Supplied data:
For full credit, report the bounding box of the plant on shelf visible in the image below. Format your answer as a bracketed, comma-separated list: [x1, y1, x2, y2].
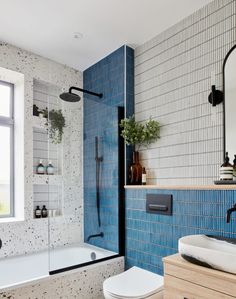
[42, 108, 66, 144]
[120, 115, 160, 185]
[120, 115, 160, 148]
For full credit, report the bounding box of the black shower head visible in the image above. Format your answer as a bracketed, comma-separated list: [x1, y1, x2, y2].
[60, 86, 102, 102]
[60, 92, 81, 102]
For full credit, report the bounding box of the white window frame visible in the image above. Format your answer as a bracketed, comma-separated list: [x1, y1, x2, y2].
[0, 80, 14, 218]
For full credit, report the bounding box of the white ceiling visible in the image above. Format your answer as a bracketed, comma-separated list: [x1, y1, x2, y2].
[0, 0, 212, 71]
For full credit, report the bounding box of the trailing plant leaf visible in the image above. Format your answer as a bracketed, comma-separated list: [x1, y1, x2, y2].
[42, 108, 66, 144]
[120, 115, 160, 147]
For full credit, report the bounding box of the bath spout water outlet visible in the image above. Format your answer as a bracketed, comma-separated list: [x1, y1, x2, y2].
[226, 204, 236, 223]
[87, 232, 104, 242]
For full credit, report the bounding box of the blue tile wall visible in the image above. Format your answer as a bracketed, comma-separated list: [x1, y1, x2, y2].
[83, 46, 134, 252]
[125, 189, 236, 275]
[125, 46, 135, 183]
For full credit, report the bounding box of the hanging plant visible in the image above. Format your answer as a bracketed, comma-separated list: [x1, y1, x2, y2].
[42, 108, 66, 144]
[120, 115, 160, 148]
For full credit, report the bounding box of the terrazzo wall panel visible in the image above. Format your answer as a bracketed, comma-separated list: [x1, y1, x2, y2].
[0, 42, 83, 258]
[83, 46, 134, 252]
[135, 0, 236, 185]
[125, 188, 236, 275]
[0, 257, 124, 299]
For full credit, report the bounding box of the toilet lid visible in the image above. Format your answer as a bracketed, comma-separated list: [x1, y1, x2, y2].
[103, 266, 163, 299]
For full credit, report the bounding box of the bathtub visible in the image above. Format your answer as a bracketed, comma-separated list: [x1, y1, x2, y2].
[50, 243, 116, 273]
[0, 243, 117, 290]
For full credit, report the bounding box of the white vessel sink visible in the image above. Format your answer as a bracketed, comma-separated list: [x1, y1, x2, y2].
[178, 235, 236, 274]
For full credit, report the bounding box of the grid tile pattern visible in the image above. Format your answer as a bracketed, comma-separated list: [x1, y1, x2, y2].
[125, 188, 236, 275]
[134, 0, 236, 185]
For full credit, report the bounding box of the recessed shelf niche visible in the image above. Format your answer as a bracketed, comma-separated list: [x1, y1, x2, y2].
[33, 79, 62, 175]
[32, 79, 64, 218]
[33, 184, 62, 218]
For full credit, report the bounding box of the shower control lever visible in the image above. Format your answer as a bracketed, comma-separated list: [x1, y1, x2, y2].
[95, 156, 103, 162]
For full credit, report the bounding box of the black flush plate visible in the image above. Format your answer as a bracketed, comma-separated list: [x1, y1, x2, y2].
[146, 194, 173, 215]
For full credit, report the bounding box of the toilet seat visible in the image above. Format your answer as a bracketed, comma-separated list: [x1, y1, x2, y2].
[103, 266, 163, 299]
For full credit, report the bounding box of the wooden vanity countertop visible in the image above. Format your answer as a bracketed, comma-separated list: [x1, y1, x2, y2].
[163, 254, 236, 298]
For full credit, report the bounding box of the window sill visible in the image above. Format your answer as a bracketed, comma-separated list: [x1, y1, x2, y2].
[0, 217, 24, 224]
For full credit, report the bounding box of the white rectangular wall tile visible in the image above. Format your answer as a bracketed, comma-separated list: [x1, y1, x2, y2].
[135, 0, 236, 185]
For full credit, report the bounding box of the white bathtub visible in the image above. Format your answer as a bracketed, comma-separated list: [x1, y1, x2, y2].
[0, 243, 116, 290]
[50, 243, 116, 271]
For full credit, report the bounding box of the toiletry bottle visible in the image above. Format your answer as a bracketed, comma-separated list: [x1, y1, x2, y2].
[233, 155, 236, 180]
[42, 205, 48, 218]
[36, 159, 45, 175]
[220, 152, 233, 180]
[142, 167, 147, 185]
[46, 161, 54, 175]
[35, 206, 42, 218]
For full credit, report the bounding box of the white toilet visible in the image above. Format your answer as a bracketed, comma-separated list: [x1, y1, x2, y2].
[103, 266, 163, 299]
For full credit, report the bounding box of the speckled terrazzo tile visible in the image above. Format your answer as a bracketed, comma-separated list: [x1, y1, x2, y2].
[0, 258, 124, 299]
[0, 42, 83, 258]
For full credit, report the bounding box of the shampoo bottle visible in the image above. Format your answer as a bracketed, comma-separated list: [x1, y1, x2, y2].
[42, 205, 48, 218]
[35, 206, 41, 218]
[46, 161, 54, 175]
[36, 159, 45, 175]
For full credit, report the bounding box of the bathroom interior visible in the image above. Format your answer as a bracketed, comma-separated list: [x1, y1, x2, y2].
[0, 0, 236, 298]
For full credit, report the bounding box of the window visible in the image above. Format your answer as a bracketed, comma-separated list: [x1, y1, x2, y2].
[0, 80, 14, 217]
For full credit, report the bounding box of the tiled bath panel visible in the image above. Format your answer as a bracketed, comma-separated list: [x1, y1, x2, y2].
[0, 257, 124, 299]
[135, 0, 236, 185]
[0, 42, 83, 258]
[125, 188, 236, 275]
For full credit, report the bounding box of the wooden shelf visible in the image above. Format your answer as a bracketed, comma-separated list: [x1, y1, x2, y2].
[124, 184, 236, 190]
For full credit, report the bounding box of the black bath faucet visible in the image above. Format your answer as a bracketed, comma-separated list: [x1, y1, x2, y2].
[87, 232, 104, 242]
[226, 204, 236, 223]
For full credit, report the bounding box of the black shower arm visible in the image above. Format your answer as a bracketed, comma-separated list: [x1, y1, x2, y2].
[69, 86, 103, 98]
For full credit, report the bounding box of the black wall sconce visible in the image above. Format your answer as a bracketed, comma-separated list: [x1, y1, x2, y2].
[208, 71, 223, 106]
[208, 85, 223, 106]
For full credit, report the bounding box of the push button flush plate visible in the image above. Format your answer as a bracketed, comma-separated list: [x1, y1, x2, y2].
[146, 194, 173, 215]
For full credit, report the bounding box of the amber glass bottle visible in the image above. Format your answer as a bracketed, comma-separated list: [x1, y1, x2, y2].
[129, 151, 142, 185]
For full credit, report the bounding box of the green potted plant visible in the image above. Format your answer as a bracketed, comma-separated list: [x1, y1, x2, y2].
[42, 108, 66, 144]
[120, 115, 160, 184]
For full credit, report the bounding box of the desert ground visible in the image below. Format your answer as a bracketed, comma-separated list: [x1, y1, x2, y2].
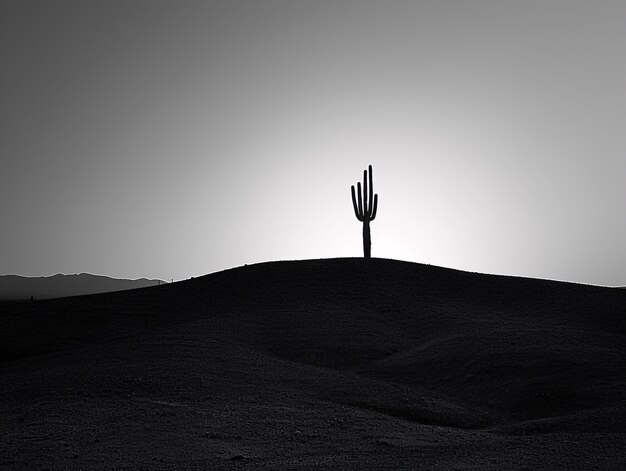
[1, 258, 625, 469]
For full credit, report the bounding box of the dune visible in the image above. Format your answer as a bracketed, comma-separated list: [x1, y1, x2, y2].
[0, 258, 624, 469]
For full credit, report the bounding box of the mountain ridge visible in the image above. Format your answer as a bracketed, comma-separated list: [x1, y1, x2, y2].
[0, 272, 165, 300]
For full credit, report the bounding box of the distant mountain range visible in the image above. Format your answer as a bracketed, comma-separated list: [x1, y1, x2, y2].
[0, 273, 166, 300]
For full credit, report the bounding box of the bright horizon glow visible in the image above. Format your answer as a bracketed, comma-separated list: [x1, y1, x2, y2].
[1, 1, 625, 286]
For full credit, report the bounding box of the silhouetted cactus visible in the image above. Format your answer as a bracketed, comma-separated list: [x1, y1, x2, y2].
[351, 165, 378, 258]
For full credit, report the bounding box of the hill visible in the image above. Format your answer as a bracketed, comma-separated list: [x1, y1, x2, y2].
[0, 258, 624, 469]
[0, 273, 165, 300]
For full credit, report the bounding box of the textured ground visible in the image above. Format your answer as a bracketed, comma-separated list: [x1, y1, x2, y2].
[1, 258, 625, 469]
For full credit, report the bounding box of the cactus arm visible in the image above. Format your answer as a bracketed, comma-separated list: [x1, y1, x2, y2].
[367, 165, 374, 217]
[362, 169, 369, 214]
[357, 182, 363, 216]
[351, 185, 363, 221]
[371, 194, 378, 220]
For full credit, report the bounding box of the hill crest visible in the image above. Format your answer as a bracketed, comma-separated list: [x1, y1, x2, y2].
[1, 258, 625, 468]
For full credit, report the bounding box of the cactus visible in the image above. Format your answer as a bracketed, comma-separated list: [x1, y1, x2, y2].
[351, 165, 378, 258]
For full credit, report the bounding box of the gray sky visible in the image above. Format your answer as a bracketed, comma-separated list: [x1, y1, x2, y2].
[1, 0, 625, 286]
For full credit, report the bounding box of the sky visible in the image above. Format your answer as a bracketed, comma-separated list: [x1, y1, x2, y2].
[1, 0, 625, 286]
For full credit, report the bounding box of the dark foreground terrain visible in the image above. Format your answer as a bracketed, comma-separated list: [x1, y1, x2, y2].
[1, 258, 625, 469]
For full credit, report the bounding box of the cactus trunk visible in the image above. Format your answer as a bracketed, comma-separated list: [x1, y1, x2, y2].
[363, 220, 371, 259]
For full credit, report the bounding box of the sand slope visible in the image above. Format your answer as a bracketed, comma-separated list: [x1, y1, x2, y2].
[1, 258, 624, 469]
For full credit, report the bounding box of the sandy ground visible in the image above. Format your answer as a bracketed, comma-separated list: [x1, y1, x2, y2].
[1, 258, 625, 469]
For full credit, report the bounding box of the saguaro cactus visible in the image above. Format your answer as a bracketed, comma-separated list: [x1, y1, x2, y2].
[351, 165, 378, 259]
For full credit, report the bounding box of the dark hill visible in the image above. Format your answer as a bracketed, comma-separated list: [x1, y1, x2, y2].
[0, 273, 165, 300]
[1, 258, 625, 469]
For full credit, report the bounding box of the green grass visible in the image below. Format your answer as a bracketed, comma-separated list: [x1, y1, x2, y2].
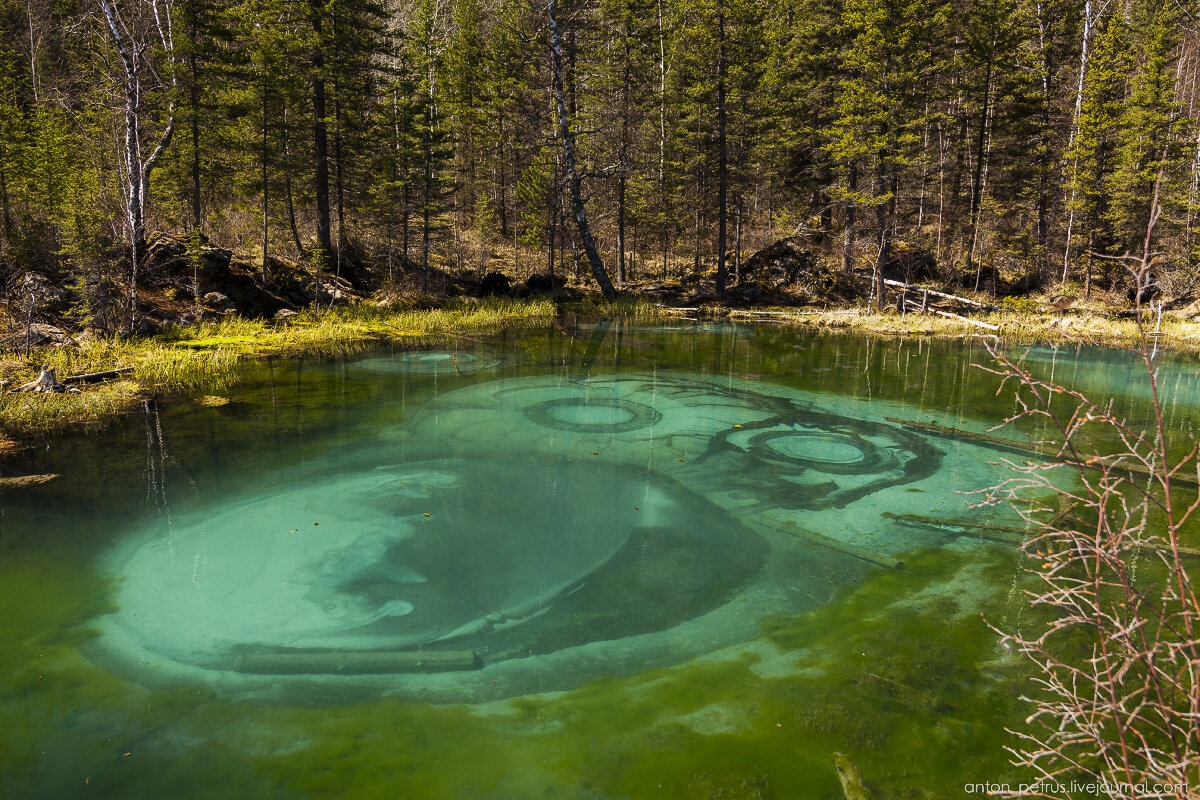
[560, 295, 670, 320]
[0, 298, 560, 436]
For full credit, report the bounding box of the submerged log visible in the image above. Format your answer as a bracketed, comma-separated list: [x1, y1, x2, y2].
[885, 416, 1200, 488]
[744, 512, 903, 570]
[883, 511, 1200, 560]
[886, 416, 1055, 457]
[881, 512, 1025, 545]
[0, 473, 60, 489]
[233, 649, 481, 675]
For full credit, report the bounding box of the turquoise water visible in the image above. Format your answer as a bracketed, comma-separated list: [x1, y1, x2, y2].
[0, 324, 1193, 798]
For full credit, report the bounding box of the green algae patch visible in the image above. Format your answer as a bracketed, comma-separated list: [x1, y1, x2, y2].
[0, 549, 285, 799]
[249, 698, 592, 800]
[0, 551, 115, 691]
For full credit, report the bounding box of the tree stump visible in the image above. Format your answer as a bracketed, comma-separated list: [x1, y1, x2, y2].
[12, 366, 76, 393]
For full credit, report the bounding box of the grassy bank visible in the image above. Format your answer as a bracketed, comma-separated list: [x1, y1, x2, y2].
[694, 305, 1195, 348]
[0, 292, 1185, 441]
[0, 298, 566, 437]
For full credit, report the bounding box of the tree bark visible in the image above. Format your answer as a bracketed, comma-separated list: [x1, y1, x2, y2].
[1034, 0, 1055, 277]
[616, 51, 632, 287]
[843, 164, 857, 273]
[261, 78, 269, 284]
[616, 173, 627, 286]
[0, 161, 12, 245]
[334, 94, 346, 276]
[100, 0, 176, 334]
[969, 41, 995, 283]
[547, 0, 616, 300]
[1062, 0, 1098, 282]
[189, 1, 201, 231]
[310, 3, 333, 272]
[715, 0, 729, 296]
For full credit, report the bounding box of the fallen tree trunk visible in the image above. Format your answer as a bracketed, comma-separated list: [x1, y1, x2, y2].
[882, 512, 1025, 545]
[744, 511, 903, 569]
[901, 299, 1000, 330]
[883, 278, 1002, 310]
[62, 367, 134, 385]
[882, 511, 1200, 560]
[886, 416, 1200, 488]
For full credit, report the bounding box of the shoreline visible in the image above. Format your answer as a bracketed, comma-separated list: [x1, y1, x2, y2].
[668, 304, 1195, 350]
[0, 295, 1184, 444]
[0, 298, 564, 442]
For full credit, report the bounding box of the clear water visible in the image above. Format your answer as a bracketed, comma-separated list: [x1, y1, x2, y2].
[1, 323, 1194, 799]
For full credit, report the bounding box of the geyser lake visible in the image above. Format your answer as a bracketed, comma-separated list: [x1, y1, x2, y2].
[2, 322, 1195, 799]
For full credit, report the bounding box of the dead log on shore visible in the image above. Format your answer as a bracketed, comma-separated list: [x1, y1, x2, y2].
[882, 278, 1002, 310]
[906, 302, 1001, 330]
[9, 366, 132, 393]
[61, 367, 133, 385]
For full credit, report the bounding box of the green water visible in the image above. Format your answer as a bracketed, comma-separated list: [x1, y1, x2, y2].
[0, 323, 1193, 799]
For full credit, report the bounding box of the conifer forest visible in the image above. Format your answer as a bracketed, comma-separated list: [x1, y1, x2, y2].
[1, 0, 1198, 312]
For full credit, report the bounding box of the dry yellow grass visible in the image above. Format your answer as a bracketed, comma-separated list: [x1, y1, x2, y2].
[721, 306, 1194, 348]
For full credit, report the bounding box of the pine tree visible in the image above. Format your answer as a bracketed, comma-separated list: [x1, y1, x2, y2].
[761, 0, 844, 239]
[596, 0, 658, 285]
[1107, 2, 1188, 259]
[672, 0, 765, 292]
[444, 0, 487, 229]
[406, 0, 456, 287]
[828, 0, 943, 306]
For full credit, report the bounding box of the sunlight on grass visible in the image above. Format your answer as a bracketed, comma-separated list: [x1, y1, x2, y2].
[0, 298, 560, 435]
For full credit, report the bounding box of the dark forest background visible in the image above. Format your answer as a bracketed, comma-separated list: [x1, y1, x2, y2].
[1, 0, 1197, 314]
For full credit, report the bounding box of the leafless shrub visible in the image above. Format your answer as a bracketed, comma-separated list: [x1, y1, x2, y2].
[979, 256, 1200, 798]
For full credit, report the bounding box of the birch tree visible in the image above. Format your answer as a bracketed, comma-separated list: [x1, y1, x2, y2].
[98, 0, 178, 331]
[546, 0, 616, 299]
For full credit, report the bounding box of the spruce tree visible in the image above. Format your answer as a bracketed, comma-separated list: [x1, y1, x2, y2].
[1107, 3, 1188, 259]
[1063, 9, 1132, 290]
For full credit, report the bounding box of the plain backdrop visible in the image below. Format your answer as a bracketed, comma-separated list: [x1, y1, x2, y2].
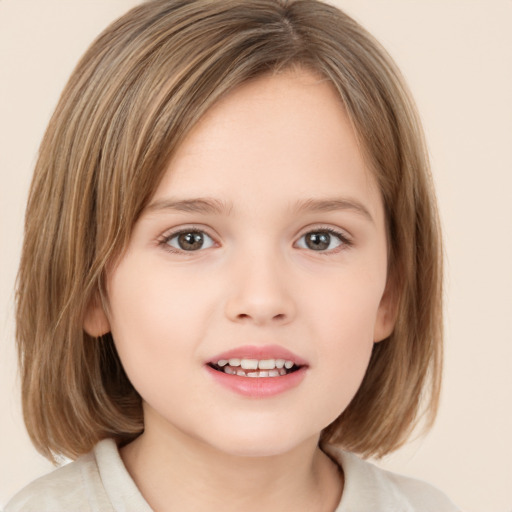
[1, 1, 511, 510]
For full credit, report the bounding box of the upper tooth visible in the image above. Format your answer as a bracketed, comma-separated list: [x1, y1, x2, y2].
[240, 359, 259, 370]
[258, 359, 276, 370]
[216, 358, 298, 370]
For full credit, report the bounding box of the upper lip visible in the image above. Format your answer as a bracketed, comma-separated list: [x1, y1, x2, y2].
[207, 344, 308, 366]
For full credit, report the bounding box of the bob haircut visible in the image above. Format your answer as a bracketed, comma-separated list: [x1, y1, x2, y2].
[16, 0, 443, 462]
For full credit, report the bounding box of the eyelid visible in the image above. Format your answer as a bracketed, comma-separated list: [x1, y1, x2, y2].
[158, 225, 218, 254]
[298, 223, 352, 238]
[156, 223, 353, 255]
[294, 225, 353, 253]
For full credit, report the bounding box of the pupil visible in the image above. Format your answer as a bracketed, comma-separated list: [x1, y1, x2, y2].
[306, 232, 330, 250]
[179, 232, 203, 250]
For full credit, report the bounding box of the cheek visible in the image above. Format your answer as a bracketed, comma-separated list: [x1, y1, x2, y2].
[305, 263, 386, 346]
[108, 256, 215, 335]
[302, 269, 385, 412]
[105, 260, 216, 392]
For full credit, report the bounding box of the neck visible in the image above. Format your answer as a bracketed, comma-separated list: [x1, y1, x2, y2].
[121, 421, 343, 512]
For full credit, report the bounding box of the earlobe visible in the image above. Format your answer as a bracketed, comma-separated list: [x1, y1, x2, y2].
[83, 298, 111, 337]
[374, 280, 399, 343]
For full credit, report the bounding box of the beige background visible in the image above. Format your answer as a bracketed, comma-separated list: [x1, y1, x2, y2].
[1, 1, 511, 510]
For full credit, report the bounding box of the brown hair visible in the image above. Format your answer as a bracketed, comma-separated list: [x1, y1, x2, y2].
[16, 0, 442, 462]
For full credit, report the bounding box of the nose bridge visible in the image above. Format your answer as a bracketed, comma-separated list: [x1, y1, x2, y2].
[225, 238, 295, 325]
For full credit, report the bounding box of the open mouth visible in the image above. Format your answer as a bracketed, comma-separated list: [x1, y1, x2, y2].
[208, 358, 303, 378]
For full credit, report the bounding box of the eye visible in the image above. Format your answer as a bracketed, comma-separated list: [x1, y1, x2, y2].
[163, 229, 215, 252]
[296, 228, 349, 252]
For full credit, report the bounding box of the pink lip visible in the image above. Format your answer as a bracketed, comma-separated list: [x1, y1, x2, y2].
[205, 344, 308, 398]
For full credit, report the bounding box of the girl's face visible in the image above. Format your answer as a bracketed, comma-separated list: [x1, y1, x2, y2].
[89, 69, 395, 457]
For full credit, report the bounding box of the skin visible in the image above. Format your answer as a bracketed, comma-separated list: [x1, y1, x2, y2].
[85, 69, 396, 512]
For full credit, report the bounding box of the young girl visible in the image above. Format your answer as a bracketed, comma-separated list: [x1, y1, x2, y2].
[7, 0, 459, 510]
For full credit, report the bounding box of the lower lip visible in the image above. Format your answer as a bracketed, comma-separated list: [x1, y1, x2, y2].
[205, 365, 307, 398]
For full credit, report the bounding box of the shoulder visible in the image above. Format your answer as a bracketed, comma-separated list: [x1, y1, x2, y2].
[323, 445, 461, 512]
[4, 442, 114, 512]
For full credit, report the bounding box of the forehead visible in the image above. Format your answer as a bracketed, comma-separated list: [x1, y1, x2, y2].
[150, 69, 383, 222]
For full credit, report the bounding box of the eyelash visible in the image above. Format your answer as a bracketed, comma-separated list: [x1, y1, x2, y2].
[158, 226, 216, 255]
[158, 225, 353, 255]
[299, 227, 353, 254]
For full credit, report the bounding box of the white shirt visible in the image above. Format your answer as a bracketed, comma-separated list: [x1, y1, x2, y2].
[5, 438, 460, 511]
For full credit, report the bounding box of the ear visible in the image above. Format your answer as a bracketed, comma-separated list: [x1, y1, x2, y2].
[83, 295, 111, 337]
[373, 277, 399, 343]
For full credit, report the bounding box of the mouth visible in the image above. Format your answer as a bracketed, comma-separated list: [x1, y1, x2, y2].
[208, 358, 303, 378]
[205, 346, 308, 397]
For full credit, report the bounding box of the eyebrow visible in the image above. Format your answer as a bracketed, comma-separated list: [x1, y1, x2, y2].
[145, 196, 373, 222]
[290, 197, 373, 222]
[145, 197, 233, 215]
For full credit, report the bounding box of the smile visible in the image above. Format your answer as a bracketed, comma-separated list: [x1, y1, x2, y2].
[205, 345, 308, 397]
[209, 358, 300, 378]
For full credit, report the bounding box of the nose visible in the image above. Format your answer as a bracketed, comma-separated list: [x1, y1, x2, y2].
[224, 249, 296, 326]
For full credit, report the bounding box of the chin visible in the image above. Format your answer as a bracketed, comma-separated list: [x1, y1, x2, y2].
[200, 421, 317, 459]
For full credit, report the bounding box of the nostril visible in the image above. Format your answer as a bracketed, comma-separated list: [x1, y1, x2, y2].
[233, 312, 289, 325]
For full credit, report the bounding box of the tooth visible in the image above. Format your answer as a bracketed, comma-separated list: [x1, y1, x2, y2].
[218, 360, 229, 367]
[241, 359, 258, 370]
[284, 360, 294, 369]
[275, 359, 285, 368]
[279, 368, 286, 376]
[236, 369, 246, 377]
[229, 358, 241, 367]
[224, 367, 236, 375]
[269, 370, 280, 377]
[247, 371, 259, 377]
[259, 371, 269, 377]
[258, 359, 276, 370]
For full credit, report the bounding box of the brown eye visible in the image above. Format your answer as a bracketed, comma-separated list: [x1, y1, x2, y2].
[297, 230, 345, 251]
[166, 230, 215, 251]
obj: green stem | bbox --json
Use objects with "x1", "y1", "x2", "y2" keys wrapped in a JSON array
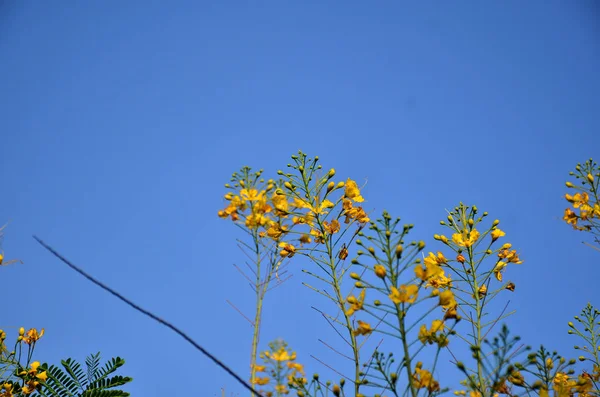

Instructions for the task: Every line from the one containing "obj: green stem | bbox --json" through the last line of the data, both included, is to be repeated exactly; the pictures are to be left out.

Answer to the exercise:
obj: green stem | bbox --json
Use objects with "x1", "y1", "x2", "y2" keys wrapped in a JSON array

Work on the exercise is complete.